▶ [OBJECTIVE]:
Put the items below, from the line containing "reading st raphael" through the line containing "[69,143,115,161]", both included, into a JSON list of strings with one string per line and blank lines omitted.

★ ★ ★ ★ ★

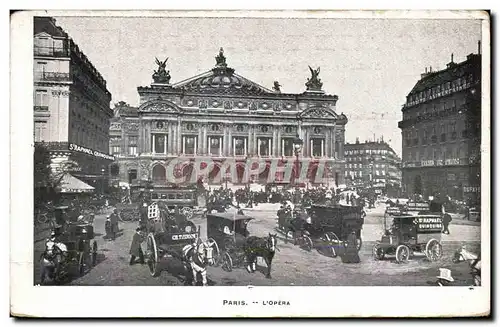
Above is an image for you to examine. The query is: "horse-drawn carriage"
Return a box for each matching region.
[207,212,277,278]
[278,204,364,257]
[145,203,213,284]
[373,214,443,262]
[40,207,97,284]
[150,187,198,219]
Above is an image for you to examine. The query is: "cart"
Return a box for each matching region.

★ ★ ★ ★ ★

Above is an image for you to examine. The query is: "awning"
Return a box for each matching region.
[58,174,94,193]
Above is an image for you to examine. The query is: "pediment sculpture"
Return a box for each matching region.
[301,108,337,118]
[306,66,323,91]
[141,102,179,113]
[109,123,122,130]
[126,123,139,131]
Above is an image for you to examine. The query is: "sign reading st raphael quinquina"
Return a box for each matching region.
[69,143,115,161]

★ ★ ★ ★ ★

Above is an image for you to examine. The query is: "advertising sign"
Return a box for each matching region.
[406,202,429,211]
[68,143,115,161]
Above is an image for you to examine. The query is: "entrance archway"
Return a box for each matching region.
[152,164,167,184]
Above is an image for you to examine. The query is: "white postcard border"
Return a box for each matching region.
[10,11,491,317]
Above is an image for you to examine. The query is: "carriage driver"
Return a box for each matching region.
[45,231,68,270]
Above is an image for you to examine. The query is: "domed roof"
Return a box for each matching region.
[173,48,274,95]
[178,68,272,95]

★ ★ ★ ★ ★

▶ [TASK RESULT]:
[
  "Above is an image for you to examine. The query is: \"sign reading st raphael quinquina\"",
  "Return a box for each matching region.",
  "[69,143,115,161]"
]